Source information:
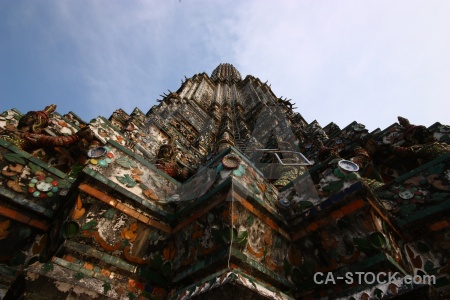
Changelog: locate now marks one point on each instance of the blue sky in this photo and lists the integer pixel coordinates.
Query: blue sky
(342, 61)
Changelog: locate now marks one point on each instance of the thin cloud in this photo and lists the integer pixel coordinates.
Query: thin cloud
(339, 61)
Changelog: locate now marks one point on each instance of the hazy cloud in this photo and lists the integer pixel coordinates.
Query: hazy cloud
(338, 60)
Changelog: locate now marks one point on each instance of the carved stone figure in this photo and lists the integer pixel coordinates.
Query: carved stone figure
(167, 163)
(421, 144)
(29, 134)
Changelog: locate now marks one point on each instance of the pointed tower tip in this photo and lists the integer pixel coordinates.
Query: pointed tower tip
(226, 72)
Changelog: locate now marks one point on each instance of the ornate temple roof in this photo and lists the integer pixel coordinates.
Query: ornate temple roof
(226, 72)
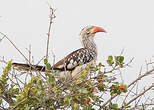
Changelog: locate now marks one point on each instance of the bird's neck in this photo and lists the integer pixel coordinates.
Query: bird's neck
(88, 42)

Task goal:
Please output the lines of the records above from the one with "Query: thin cloud" through the last, exactly as they appear and with both ends included; skip any pictures and add nothing.

Solution to this problem:
Query: thin cloud
(339, 61)
Changelog: locate now marks one point on each instance of the hazy cloud in this photo and lists the integer pixel coordinates.
Query: hazy cloud
(338, 60)
Changelog: locate now marks one point on each instance of the carved stone figure in this photo and lists the integer pixel coordinates.
Query: carved stone figure
(167, 163)
(421, 144)
(29, 134)
Changelog: locate now marks one point on each instance of the pointed tower tip in this photo and lists the integer pixel coordinates.
Query: pointed tower tip
(226, 72)
Changelog: locate now marks one point on each instance of the ornate temple roof in this photo and lists the integer pixel coordinates.
Query: ornate temple roof
(226, 72)
Changelog: locate now marks one point on each instance of the bird's neck in this photo and lists the integer pixel coordinates.
Query: bird's neck
(88, 42)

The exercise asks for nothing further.